**WORK REQUIRED**
Please set down the line that contains "the small unripe" and every line below it through the last, exactly as written, with no other lines.
### PROVIDED RECORDS ###
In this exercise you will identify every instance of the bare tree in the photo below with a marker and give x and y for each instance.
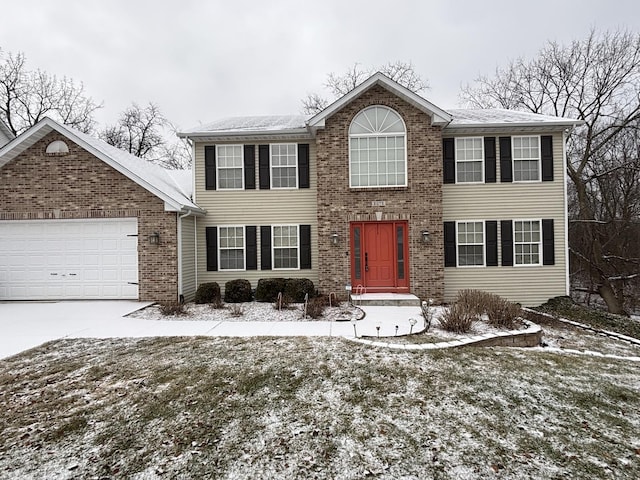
(141, 131)
(339, 85)
(27, 96)
(596, 80)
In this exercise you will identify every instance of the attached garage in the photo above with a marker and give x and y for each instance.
(81, 219)
(69, 259)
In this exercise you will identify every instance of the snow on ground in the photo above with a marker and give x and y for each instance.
(247, 312)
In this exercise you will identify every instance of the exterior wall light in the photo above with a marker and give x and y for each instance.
(154, 238)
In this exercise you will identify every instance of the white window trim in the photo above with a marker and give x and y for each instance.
(371, 135)
(271, 167)
(455, 150)
(513, 159)
(218, 168)
(244, 249)
(273, 246)
(513, 239)
(484, 244)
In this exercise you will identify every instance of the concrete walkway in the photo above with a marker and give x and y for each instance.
(25, 325)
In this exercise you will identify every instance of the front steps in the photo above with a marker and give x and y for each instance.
(386, 299)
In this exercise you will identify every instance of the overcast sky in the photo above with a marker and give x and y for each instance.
(203, 60)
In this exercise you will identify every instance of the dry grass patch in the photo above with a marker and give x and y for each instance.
(304, 408)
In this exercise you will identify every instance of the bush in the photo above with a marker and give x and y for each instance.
(268, 289)
(502, 313)
(316, 306)
(457, 318)
(169, 309)
(208, 293)
(297, 288)
(499, 311)
(238, 291)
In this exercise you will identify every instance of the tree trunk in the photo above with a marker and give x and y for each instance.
(613, 301)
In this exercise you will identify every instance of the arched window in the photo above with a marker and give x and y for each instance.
(377, 149)
(57, 147)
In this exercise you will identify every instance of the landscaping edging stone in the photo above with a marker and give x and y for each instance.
(530, 337)
(536, 314)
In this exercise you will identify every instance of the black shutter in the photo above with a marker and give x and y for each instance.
(491, 233)
(305, 247)
(249, 167)
(450, 244)
(490, 159)
(449, 159)
(303, 165)
(546, 150)
(506, 168)
(210, 167)
(265, 247)
(212, 249)
(506, 238)
(548, 253)
(263, 160)
(251, 248)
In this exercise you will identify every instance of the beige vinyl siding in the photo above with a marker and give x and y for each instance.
(529, 285)
(256, 207)
(188, 252)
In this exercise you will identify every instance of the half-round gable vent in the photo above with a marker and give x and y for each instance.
(57, 147)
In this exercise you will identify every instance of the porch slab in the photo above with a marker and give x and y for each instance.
(386, 299)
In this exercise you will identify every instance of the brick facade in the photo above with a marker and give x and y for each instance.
(36, 185)
(420, 203)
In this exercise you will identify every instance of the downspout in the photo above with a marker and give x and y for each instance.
(180, 261)
(567, 286)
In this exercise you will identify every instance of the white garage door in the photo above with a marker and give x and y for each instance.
(69, 259)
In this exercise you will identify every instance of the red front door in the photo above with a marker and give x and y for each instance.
(379, 256)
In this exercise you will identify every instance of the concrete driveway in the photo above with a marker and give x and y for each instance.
(25, 325)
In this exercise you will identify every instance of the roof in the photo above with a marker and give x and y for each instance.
(438, 116)
(251, 124)
(249, 127)
(498, 117)
(164, 184)
(6, 132)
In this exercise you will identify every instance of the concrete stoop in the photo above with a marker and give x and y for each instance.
(386, 299)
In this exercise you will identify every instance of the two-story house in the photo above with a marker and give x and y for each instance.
(382, 191)
(387, 192)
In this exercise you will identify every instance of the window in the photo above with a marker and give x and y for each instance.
(526, 242)
(285, 247)
(526, 159)
(470, 244)
(469, 160)
(230, 161)
(231, 245)
(284, 165)
(377, 149)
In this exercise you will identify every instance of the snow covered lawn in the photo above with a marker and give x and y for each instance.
(305, 408)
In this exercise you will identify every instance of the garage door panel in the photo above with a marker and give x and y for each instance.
(57, 259)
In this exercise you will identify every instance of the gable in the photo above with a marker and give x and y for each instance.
(35, 180)
(151, 177)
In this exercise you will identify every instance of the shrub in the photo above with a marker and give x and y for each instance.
(297, 288)
(168, 309)
(217, 304)
(283, 303)
(208, 293)
(268, 289)
(457, 319)
(238, 291)
(316, 306)
(236, 310)
(499, 311)
(502, 313)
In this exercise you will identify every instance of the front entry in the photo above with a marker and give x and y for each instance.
(379, 256)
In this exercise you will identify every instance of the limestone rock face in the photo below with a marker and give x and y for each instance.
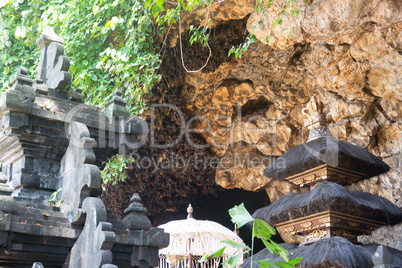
(347, 53)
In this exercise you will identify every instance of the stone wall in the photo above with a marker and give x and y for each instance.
(347, 53)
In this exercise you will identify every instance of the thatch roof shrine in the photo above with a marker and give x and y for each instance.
(323, 157)
(328, 218)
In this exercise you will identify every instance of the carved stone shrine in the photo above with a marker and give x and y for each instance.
(49, 140)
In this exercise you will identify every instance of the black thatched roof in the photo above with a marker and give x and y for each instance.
(328, 252)
(326, 150)
(330, 196)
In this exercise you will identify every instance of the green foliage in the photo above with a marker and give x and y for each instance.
(55, 197)
(115, 170)
(110, 44)
(261, 230)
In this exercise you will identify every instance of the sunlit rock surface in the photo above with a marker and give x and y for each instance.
(347, 53)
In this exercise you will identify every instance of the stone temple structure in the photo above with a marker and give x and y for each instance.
(327, 220)
(49, 140)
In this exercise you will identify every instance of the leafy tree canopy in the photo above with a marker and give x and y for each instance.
(111, 43)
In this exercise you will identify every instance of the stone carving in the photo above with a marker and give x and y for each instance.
(93, 247)
(135, 218)
(53, 65)
(21, 95)
(80, 175)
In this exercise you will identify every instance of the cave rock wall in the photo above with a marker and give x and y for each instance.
(347, 53)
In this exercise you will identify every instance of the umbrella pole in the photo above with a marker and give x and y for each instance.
(190, 257)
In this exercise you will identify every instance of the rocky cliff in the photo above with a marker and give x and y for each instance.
(347, 53)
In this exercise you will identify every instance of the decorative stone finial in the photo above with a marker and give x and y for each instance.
(382, 258)
(48, 36)
(316, 120)
(134, 215)
(190, 212)
(315, 113)
(23, 83)
(53, 65)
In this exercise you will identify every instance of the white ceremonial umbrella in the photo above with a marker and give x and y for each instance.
(190, 239)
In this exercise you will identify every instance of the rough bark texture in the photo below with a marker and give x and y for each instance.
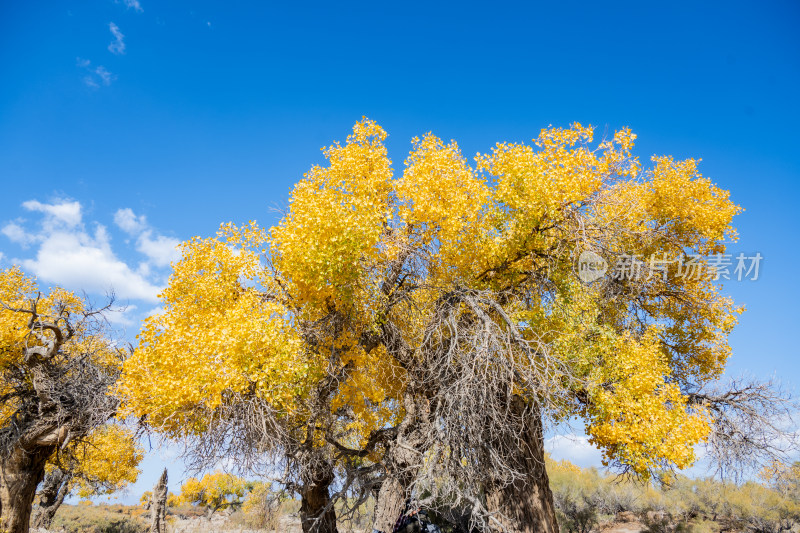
(158, 507)
(317, 515)
(20, 473)
(526, 504)
(51, 496)
(402, 461)
(390, 503)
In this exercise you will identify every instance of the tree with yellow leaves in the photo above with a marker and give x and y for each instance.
(56, 368)
(105, 462)
(215, 491)
(414, 334)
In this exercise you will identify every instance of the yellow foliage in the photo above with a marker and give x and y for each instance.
(214, 491)
(512, 223)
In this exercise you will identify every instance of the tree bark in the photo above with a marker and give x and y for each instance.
(51, 496)
(20, 473)
(317, 515)
(158, 507)
(402, 461)
(524, 505)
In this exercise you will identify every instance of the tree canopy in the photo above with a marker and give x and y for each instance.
(57, 366)
(441, 311)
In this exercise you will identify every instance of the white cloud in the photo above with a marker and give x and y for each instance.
(105, 76)
(128, 222)
(17, 234)
(132, 4)
(71, 256)
(159, 249)
(80, 260)
(61, 213)
(574, 448)
(96, 75)
(117, 46)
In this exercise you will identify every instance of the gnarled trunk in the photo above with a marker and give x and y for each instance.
(20, 473)
(51, 496)
(158, 505)
(402, 461)
(524, 505)
(316, 512)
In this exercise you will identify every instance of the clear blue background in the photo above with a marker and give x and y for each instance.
(216, 109)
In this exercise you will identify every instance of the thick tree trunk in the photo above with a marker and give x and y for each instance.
(20, 473)
(402, 462)
(526, 504)
(51, 496)
(316, 513)
(158, 505)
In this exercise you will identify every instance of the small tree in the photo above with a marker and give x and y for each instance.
(104, 462)
(56, 369)
(215, 491)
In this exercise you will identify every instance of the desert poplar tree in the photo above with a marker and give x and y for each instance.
(414, 334)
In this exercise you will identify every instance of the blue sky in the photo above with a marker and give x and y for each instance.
(128, 126)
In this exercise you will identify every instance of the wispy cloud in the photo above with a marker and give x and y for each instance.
(96, 75)
(132, 4)
(117, 46)
(159, 249)
(69, 254)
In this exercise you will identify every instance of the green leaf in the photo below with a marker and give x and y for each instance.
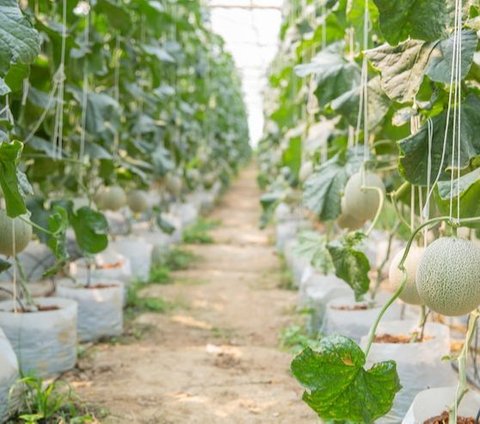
(19, 42)
(313, 247)
(469, 188)
(351, 265)
(91, 229)
(348, 104)
(324, 188)
(4, 265)
(334, 74)
(9, 156)
(414, 149)
(339, 387)
(440, 64)
(426, 20)
(402, 68)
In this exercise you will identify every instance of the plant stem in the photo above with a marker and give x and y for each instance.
(462, 388)
(379, 209)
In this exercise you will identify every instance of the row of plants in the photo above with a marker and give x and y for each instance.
(120, 122)
(371, 127)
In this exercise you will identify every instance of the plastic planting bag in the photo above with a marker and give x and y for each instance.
(8, 377)
(138, 251)
(419, 365)
(353, 319)
(316, 292)
(108, 265)
(45, 341)
(433, 402)
(186, 212)
(100, 308)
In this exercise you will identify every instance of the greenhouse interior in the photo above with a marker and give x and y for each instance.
(240, 211)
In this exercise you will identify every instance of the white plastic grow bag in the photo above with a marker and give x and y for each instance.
(341, 318)
(45, 342)
(108, 265)
(187, 213)
(138, 251)
(9, 375)
(316, 292)
(100, 309)
(432, 402)
(419, 365)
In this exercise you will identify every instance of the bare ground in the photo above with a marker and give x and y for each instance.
(215, 357)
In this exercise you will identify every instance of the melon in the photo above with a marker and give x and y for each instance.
(23, 234)
(174, 184)
(410, 293)
(137, 201)
(448, 276)
(305, 171)
(360, 203)
(111, 198)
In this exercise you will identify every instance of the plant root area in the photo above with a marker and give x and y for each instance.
(214, 356)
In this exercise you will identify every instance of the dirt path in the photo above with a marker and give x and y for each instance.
(215, 358)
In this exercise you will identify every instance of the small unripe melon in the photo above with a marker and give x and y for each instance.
(448, 276)
(410, 293)
(174, 185)
(23, 234)
(362, 204)
(111, 198)
(305, 171)
(137, 201)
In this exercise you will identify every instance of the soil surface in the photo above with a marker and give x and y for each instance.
(214, 358)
###
**EXPECTED ANSWER**
In this exercise you will identify every instance of the small unripe melon in the photo above with a marker and give x and y for each instance.
(448, 276)
(410, 293)
(174, 185)
(23, 234)
(362, 204)
(111, 198)
(305, 171)
(137, 201)
In this exercise you will identify every instance of the soil surface in the photo above with a marker and give x and y for each instance.
(214, 358)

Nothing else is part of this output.